[TEXT FOR ANALYSIS — start]

Temporal signal and the evolutionary rate of 2019 n-CoV using 47 genomes collected by Feb 01 2020

Sebastian Duchene ([email protected])
Leo Featherstone ([email protected])
Melina Haritopoulou-Sinanidou ([email protected])

Peter Doherty Institute for Infection and Immunity

University of Melbourne, Melbourne, Australia

We compiled all genomes 2019 n-CoV available to date (February 1st 2020; Supplementary material, Table S1), to illustrate the use of different techniques to determine whether we can treat the current genome data of the virus as a measurably evolving population. That is, whether it displays temporal signal. Other contributors here have also conducted tests of temporal signal using a smaller data set. Our goal here is to outline some techniques and guidelines for estimating evolutionary rates and timescales at such early stages of the outbreak and to report on estimates so far.

We considered 51 sequences downloaded from the GISAID database but we excluded four that may have substantial sequencing errors (EPI_ISL_406592, EPI_ISL_406595, EPI_ISL_403931, and EPI_ISL_402120; see discussion here Phylodynamic Analysis | 176 genomes | 6 Mar 2020 - nCoV-2019 Genomic Epidemiology - Virological). All the data used were provided by the laboratories listed in GISAID (Supplementary material, Table S1). We trimmed the tails of the alignment as to minimise sequencing errors that may inflate evolutionary rate estimates. We assessed temporal signal using three approaches; a date-randomisation test in LSD, comparing the prior and posterior distribution of the tree height, and assessing whether including sequence sampling times improves the fit of the model. We will update these results as more data are collected.

Date-randomisation test using LSD

LSD is a molecular dating approach that assumes a strict clock and a fixed tree topology and branch lengths [1]. Although these are strong assumptions, LSD is extremely fast, and it has been found to perform well even when there is substantial rate variation among lineages. We estimated a phylogenetic tree for the 47 genomes using PhyML [2] and set the sampling times for calibration in LSD. We fixed the position of the root to that leading to sequence EPI_ISL_402123, shown in in Fig 1. We obtained an evolutionary rate of 2.067×10-4 subs/site/year and an age of the root node, also known as time to the most recent common ancestor (TMRCA), of early August 2019 (2019.60). Although LSD and root-to-tip regressions often produce lower rate estimates than those from Bayesian methods [3], this particular rate estimate is much lower that we would expect in coronaviruses, regardless of the method.

[TEXT FOR ANALYSIS — finish]
[RAW DATA — start]

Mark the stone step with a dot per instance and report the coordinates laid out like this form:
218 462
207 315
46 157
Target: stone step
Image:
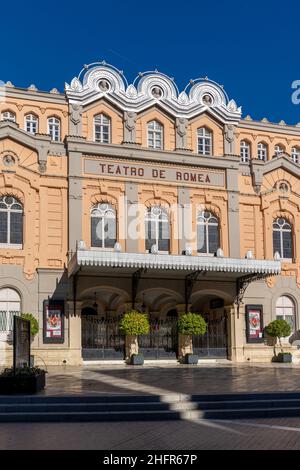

[RAW DATA — finish]
[RAW DATA — start]

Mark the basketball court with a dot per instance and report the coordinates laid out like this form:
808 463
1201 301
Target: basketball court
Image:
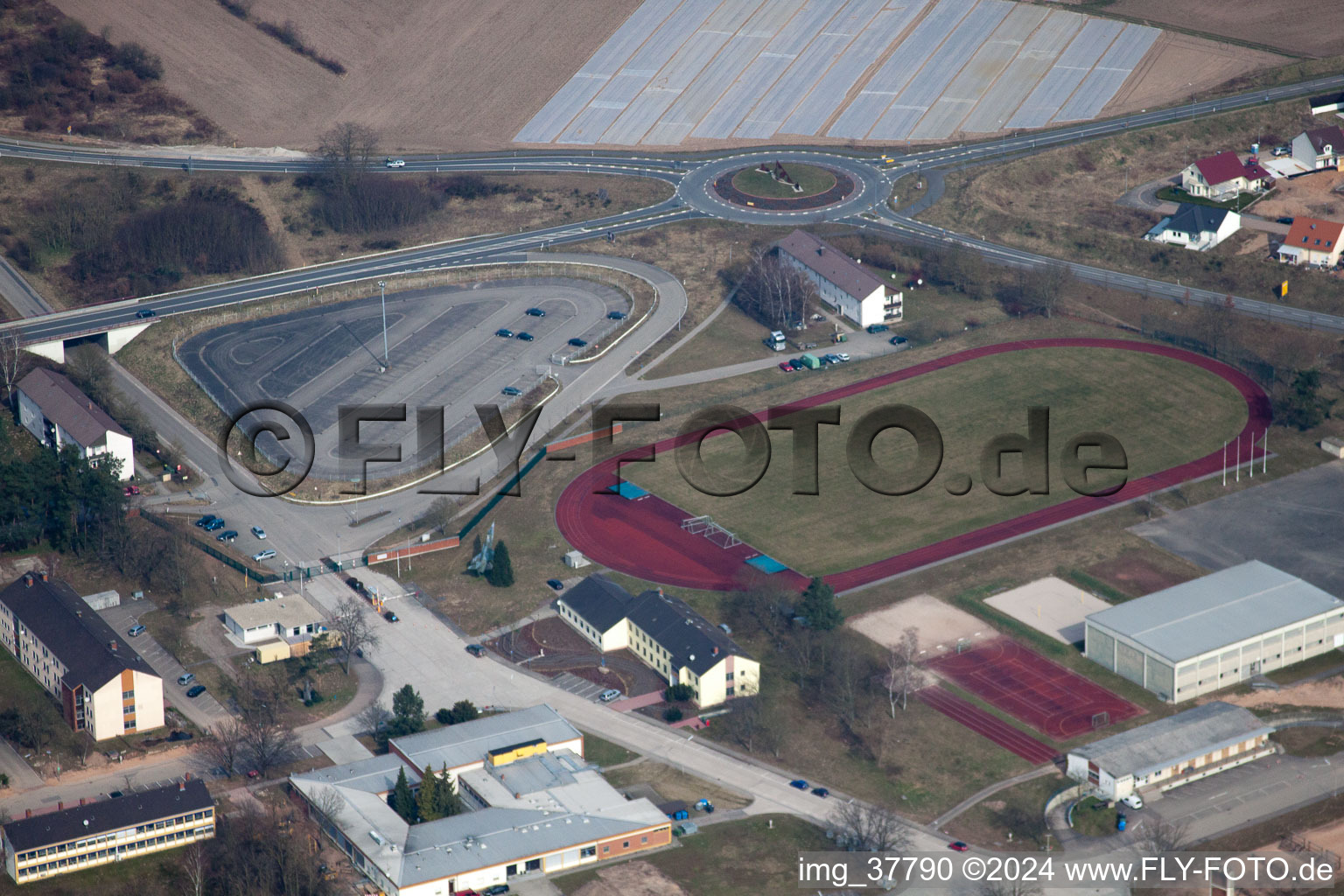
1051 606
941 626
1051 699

[RAW DATA — finish]
[RAW DATA — start]

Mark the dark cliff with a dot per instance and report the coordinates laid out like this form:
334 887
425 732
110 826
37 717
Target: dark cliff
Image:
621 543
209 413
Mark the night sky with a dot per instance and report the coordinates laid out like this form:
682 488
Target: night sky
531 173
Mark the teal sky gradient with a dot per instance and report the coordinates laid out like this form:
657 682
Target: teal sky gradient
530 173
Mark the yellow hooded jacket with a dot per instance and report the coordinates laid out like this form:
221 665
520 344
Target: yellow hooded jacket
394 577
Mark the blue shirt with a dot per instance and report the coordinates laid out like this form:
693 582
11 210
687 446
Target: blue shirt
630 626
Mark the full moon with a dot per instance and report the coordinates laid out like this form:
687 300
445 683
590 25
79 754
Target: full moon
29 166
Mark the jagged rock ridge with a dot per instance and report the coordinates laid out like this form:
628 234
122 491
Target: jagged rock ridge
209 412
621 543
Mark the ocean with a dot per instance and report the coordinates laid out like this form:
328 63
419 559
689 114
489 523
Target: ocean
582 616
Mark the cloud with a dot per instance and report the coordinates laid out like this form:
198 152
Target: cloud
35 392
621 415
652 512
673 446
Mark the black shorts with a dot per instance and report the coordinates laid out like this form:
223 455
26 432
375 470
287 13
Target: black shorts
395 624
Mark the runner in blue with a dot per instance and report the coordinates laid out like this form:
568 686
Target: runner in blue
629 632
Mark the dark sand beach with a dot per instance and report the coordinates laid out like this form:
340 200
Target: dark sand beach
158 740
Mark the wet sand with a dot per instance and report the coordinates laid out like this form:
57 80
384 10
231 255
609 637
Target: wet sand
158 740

[RAW DATA — finish]

TASK REQUIREMENTS: In the text on 2019 n-CoV temporal signal, what evolutionary rate did the LSD analysis of the 47 genomes produce?

SOLUTION TO THIS PROBLEM: 2.067×10-4 subs/site/year.